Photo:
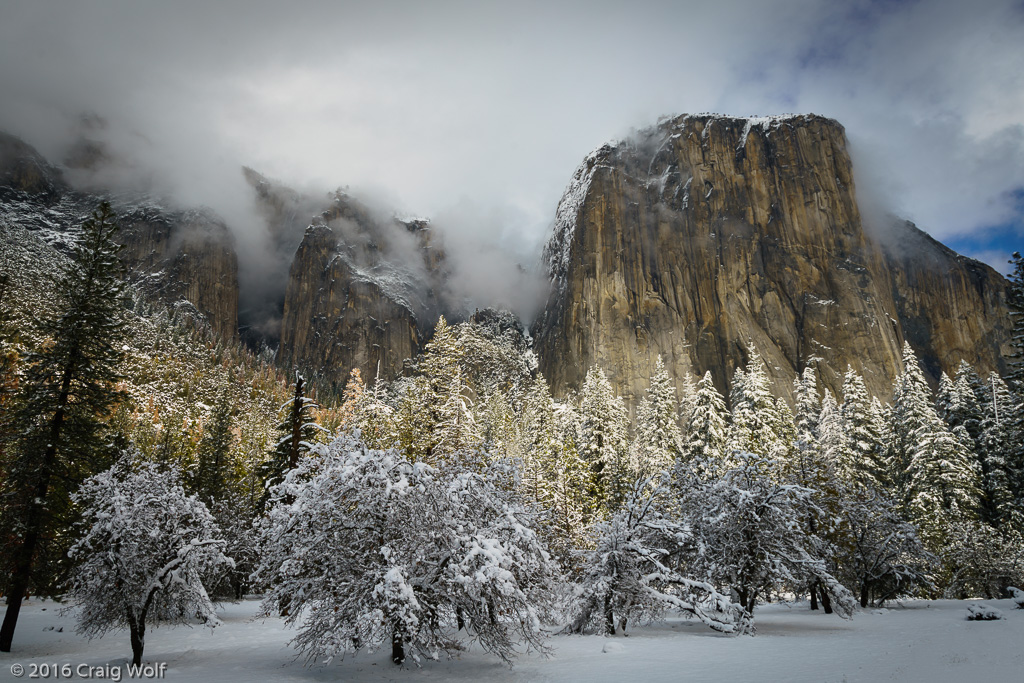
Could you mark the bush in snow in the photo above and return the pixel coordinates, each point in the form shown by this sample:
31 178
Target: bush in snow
145 549
633 571
749 534
981 612
365 548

----------

__What the exercise asks__: Can you copy the lines above word for word, leaving out the pictures?

__Task response__:
Photo:
Could you mark the bush in snow in the photo above and return the pixel coordinates, each point in the form shown by this sample:
31 178
Target: bush in snow
145 549
633 571
749 534
981 612
365 548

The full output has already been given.